MATERIAL FOR THIS EXERCISE >>
━━━━━━━━━━━━━━━━

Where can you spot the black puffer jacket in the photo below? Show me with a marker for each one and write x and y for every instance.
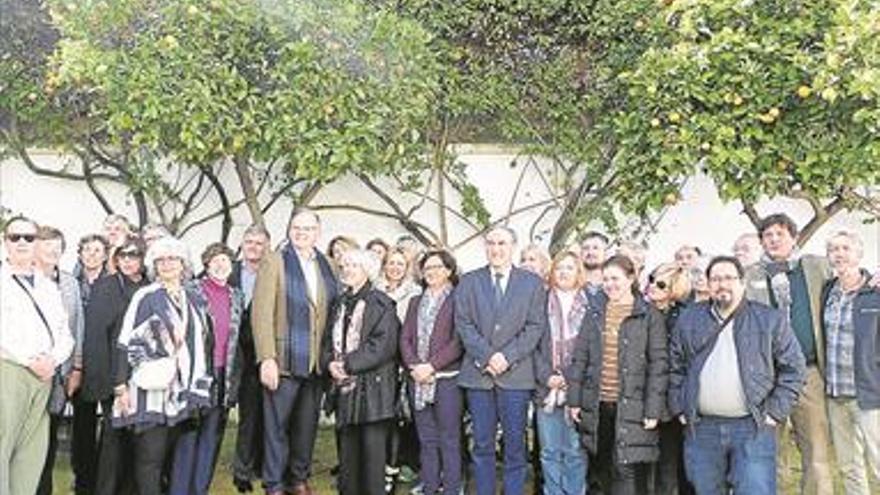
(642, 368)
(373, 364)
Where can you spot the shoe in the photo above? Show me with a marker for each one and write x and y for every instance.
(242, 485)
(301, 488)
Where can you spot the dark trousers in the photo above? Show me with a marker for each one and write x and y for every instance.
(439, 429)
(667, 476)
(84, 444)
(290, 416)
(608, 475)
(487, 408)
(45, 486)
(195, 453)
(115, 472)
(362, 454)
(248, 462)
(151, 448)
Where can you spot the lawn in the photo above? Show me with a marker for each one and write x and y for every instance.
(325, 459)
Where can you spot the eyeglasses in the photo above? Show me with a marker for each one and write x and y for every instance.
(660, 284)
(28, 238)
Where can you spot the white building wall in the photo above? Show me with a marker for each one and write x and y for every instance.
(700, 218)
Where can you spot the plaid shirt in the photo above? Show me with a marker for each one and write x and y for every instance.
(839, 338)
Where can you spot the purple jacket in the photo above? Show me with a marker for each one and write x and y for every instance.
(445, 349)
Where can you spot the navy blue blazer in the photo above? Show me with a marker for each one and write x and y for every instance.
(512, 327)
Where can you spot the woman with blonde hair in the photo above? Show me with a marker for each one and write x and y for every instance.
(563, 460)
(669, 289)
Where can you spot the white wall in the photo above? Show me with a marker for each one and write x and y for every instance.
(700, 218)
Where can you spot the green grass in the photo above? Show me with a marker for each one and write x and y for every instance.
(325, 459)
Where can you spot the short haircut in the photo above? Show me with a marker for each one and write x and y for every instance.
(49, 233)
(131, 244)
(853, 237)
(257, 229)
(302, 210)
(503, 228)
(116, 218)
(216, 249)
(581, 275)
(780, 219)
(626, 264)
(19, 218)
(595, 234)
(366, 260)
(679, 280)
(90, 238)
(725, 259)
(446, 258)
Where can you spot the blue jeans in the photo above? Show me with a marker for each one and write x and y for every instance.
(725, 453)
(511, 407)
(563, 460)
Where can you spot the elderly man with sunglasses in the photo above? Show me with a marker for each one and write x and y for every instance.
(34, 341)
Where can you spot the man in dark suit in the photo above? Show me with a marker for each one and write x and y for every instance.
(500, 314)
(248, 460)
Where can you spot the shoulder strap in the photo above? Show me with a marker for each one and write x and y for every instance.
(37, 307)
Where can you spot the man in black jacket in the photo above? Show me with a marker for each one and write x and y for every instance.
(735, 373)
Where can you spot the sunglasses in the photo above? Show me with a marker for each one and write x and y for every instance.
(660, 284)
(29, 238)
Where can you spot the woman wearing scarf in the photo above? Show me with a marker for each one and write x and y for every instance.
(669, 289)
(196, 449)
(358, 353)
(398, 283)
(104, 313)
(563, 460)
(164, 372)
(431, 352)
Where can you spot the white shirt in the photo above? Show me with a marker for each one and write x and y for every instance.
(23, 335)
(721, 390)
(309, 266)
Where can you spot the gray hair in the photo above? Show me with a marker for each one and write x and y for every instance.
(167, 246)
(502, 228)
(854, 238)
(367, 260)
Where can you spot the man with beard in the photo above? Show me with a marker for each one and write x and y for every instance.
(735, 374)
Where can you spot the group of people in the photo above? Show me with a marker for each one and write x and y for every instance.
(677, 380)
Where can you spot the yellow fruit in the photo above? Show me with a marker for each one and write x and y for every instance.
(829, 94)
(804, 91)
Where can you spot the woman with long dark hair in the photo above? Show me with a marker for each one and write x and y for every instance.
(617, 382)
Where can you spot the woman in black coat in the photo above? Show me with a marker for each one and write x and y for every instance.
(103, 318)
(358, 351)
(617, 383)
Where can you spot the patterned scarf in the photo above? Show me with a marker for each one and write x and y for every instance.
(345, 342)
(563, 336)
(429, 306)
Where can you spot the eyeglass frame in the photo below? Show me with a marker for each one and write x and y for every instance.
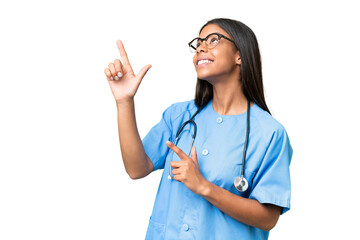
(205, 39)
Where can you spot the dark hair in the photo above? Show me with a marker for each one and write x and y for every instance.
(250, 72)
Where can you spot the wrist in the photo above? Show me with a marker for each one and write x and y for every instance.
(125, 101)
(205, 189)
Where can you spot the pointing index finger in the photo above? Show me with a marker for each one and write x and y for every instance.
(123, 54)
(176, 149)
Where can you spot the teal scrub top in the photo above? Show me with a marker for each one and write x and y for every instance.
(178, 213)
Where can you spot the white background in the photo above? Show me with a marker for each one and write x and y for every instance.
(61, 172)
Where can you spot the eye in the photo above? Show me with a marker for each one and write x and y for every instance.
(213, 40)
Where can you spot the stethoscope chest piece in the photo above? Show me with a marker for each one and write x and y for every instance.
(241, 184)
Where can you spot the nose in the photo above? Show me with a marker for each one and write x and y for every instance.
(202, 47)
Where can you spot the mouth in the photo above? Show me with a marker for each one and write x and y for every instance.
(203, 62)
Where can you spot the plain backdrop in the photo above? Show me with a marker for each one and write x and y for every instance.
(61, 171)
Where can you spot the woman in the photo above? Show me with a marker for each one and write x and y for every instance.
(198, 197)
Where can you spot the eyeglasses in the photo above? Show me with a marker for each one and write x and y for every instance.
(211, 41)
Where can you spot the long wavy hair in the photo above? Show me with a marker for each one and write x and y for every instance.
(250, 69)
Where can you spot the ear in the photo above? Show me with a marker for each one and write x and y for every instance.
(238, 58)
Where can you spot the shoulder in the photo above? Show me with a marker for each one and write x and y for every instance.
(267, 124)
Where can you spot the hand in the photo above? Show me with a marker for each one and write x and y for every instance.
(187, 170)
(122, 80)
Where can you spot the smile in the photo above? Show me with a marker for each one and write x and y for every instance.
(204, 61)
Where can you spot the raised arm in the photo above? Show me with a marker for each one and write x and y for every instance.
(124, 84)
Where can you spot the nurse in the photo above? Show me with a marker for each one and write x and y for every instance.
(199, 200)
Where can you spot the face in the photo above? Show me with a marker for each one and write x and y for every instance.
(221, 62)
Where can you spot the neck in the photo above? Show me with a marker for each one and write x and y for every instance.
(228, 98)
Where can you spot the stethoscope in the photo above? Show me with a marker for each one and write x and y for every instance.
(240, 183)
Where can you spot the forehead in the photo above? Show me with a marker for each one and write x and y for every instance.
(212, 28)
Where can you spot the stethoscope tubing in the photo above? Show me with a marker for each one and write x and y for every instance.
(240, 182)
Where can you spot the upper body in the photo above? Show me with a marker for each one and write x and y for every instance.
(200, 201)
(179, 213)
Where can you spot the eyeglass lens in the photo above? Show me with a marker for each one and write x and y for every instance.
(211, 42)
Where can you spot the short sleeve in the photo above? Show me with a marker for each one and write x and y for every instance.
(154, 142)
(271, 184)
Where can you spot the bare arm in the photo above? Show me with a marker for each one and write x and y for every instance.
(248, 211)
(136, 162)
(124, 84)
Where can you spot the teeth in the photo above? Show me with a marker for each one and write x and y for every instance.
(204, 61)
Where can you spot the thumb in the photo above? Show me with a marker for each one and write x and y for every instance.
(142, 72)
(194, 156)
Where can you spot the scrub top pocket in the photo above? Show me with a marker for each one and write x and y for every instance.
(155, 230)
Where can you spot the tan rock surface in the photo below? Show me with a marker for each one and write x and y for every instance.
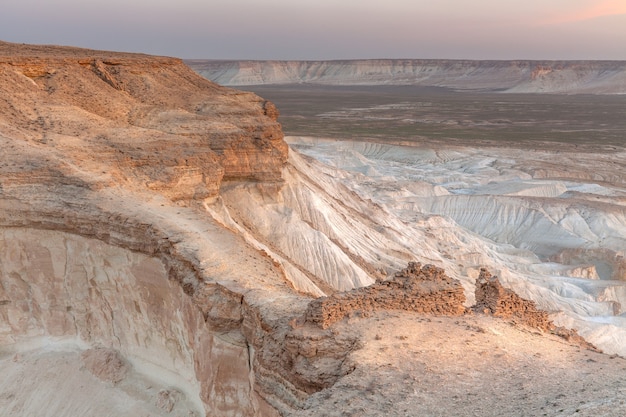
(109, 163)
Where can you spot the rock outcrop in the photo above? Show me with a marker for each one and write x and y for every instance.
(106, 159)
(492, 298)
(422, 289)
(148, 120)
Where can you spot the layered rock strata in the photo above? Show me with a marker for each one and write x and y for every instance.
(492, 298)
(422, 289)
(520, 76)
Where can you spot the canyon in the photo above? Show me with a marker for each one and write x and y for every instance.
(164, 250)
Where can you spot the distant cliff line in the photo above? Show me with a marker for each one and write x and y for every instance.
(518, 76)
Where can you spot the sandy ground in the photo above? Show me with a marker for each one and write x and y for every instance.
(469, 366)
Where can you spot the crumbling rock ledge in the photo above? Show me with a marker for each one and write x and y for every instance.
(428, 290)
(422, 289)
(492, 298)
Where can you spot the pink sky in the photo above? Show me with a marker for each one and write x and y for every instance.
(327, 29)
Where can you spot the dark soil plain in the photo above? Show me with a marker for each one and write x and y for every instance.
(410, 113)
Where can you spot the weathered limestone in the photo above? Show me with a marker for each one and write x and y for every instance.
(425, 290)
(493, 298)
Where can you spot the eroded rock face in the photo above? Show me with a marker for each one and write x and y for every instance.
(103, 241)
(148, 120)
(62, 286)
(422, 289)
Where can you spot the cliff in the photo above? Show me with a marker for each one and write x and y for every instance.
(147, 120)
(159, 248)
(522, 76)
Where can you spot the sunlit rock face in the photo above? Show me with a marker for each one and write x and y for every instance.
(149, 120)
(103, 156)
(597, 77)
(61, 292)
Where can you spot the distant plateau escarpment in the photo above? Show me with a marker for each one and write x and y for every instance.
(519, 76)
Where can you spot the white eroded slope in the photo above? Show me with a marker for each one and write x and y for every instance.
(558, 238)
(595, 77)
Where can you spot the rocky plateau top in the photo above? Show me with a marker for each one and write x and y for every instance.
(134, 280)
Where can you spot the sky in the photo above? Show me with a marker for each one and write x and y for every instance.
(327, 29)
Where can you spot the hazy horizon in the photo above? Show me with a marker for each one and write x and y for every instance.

━━━━━━━━━━━━━━━━

THE TASK >>
Starting at the line with "Where can you spot the sunlit", copy every line up to and including the last one in the entries above.

RESPONSE BELOW >>
Where can you spot the sunlit rock face in the photo above? Show me with a marker for each one and write x and y for every instance.
(149, 120)
(103, 156)
(597, 77)
(61, 292)
Where can you spot the distant plateau escarpment in the photo above? Show me with a marker for each one and write x and y for every instance.
(519, 76)
Where can you spot the white eroded slope in the photo above? Show me with a marker for each one and write x and y for every instance.
(558, 238)
(595, 77)
Where can you spot the rocky plateau top in the photo above? Show me with a marker for each one and write x and y for every instance.
(134, 280)
Where can you spot the sky in the photo above? Show me with a marker for each one and write x and y for every instance.
(327, 29)
Where can you spot the hazy horizon in the photo above? Show me with a marker for each one and write x and y for every instance.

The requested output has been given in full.